**Written task**
Write out exactly the lines below that run from the line containing "Target: motorboat" through the last line of the records.
§ §
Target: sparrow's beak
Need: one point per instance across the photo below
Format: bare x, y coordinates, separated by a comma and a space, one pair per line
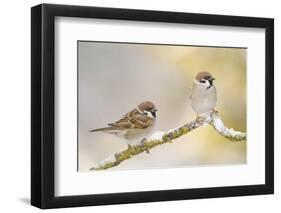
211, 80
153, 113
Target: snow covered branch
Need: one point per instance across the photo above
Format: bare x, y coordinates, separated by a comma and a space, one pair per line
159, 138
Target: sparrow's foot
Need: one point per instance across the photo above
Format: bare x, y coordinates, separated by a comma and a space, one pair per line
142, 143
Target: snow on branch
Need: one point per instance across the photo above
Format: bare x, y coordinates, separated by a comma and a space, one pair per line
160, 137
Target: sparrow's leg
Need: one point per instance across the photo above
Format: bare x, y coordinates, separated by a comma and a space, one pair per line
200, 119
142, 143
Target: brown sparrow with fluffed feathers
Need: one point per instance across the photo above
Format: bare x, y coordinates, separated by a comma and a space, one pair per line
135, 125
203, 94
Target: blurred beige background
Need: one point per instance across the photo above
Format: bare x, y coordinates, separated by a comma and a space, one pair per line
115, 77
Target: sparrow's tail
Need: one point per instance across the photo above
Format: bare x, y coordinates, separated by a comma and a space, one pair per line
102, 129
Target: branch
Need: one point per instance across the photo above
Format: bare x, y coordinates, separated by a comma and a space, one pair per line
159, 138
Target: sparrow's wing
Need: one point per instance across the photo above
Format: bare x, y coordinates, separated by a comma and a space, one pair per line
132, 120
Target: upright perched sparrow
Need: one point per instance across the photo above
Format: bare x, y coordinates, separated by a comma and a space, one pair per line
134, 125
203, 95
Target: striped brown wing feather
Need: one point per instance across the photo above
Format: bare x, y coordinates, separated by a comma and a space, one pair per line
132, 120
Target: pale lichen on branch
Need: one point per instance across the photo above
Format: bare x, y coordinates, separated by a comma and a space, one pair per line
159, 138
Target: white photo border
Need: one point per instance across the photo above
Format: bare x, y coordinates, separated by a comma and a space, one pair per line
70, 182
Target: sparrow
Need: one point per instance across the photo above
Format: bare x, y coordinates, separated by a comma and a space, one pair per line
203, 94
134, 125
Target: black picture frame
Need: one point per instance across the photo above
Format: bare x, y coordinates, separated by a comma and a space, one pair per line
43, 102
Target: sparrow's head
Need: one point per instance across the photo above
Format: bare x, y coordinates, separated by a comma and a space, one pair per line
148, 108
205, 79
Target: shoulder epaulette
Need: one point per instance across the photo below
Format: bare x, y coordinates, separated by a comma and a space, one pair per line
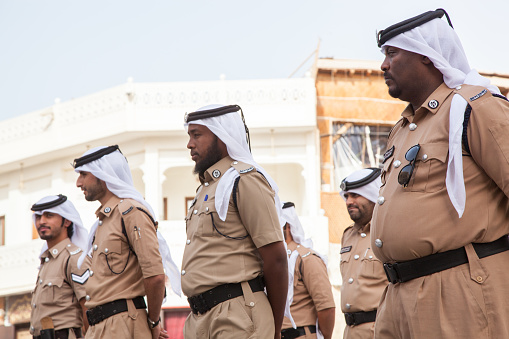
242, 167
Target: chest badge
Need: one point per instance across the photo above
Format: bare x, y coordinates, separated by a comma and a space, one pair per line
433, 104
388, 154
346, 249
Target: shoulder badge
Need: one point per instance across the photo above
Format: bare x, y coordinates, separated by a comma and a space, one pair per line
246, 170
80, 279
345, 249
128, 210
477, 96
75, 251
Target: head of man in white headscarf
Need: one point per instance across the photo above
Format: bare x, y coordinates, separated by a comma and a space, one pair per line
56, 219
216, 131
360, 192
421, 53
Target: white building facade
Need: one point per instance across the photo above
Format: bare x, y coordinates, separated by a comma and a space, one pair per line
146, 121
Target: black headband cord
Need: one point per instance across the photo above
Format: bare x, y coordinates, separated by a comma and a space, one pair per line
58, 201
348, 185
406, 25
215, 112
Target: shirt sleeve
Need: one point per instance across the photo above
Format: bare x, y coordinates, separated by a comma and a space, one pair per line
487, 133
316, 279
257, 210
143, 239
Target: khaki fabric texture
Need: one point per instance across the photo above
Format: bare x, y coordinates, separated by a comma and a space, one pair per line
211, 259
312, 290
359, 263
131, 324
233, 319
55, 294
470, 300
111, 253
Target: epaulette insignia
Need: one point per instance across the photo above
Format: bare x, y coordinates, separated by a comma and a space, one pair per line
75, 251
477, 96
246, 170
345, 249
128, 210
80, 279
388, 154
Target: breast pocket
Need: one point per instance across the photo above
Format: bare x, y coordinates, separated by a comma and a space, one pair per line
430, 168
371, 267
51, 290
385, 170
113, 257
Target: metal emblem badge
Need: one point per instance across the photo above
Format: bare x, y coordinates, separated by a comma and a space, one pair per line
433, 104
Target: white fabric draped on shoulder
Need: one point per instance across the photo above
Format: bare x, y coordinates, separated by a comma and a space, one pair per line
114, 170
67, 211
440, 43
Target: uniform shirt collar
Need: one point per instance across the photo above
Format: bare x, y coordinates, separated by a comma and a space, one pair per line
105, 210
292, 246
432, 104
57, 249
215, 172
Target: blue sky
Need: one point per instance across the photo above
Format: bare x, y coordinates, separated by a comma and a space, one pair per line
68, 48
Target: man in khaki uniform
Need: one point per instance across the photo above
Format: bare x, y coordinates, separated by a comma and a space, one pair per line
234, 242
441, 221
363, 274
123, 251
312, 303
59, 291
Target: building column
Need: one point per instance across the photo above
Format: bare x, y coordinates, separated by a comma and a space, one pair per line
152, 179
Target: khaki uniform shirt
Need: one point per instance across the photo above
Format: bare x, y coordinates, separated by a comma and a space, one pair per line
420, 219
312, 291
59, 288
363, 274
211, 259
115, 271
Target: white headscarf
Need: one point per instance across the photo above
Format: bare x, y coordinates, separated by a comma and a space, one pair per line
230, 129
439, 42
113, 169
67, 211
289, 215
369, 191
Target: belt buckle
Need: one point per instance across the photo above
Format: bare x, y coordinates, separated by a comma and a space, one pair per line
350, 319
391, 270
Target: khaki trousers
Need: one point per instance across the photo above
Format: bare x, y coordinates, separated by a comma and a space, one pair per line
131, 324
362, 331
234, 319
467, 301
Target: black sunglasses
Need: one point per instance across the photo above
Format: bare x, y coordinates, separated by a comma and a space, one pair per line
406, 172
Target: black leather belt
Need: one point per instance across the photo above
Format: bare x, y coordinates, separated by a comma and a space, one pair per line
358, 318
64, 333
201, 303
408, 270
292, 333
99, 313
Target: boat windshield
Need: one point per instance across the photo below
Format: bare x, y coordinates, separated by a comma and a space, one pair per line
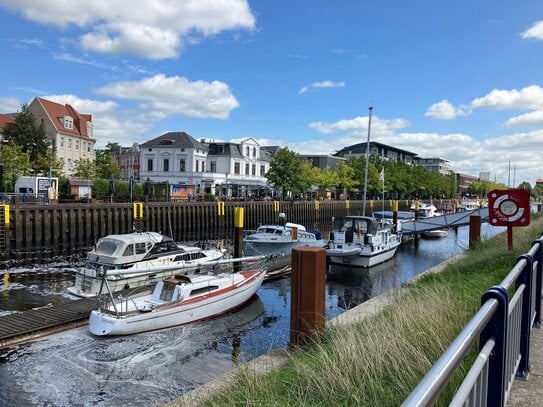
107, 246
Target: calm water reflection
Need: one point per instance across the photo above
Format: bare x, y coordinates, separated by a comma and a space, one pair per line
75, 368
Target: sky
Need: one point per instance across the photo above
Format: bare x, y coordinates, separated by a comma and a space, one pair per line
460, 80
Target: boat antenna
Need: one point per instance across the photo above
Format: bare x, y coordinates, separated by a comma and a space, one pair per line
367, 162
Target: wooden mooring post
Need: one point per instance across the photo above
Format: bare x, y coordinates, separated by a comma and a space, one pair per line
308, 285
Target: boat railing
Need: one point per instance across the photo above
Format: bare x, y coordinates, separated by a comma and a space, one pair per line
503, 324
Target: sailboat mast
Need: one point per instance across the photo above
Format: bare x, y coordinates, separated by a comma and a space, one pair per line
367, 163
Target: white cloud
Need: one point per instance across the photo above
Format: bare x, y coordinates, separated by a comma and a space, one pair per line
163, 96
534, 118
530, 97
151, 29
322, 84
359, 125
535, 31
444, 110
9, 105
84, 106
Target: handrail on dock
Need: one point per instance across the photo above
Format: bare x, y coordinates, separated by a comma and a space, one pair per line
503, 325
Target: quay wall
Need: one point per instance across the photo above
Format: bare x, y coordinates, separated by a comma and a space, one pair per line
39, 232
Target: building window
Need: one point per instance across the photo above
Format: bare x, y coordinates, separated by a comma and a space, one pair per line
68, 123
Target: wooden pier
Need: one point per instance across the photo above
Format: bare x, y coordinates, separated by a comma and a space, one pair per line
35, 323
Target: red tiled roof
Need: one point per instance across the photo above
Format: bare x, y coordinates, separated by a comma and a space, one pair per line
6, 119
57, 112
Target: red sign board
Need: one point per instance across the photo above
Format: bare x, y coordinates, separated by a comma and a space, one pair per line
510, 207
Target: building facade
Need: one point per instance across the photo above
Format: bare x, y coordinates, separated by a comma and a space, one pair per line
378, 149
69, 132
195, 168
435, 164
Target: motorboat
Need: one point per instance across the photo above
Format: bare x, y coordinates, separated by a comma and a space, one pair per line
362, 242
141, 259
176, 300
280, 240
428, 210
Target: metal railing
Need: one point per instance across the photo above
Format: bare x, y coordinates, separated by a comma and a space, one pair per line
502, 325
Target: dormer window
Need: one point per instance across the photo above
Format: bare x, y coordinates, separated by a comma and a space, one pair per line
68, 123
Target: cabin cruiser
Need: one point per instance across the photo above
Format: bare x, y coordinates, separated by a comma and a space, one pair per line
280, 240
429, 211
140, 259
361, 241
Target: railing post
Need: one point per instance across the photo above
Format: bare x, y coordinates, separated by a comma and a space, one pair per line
§ §
**Worked solution**
Target: motorboat
Need: one point per instance across the photo above
Format: bare x, y coordinates, separated by a comma and a space, one pair per line
362, 242
141, 259
176, 300
280, 240
428, 210
Target: metal railing
Need: one point per instance across the photo above
Format: bare x, y coordinates, separated by a comma and a space, one pair per line
502, 325
Target: dormer window
Need: one point per instance across the photo above
Format: bare x, y coordinates, separated by a comma and a space, one pair per line
68, 123
Target: cabin cruiser
Need: one point per instance across the photo above
Format: bare x, y coordinates, separated by a comma and a space, one pair per line
280, 240
429, 211
140, 259
361, 241
Target: railing post
Need: one point per instance across the photo above
Format: bare x, y coordinates, separated by a comma and a space, one pair per line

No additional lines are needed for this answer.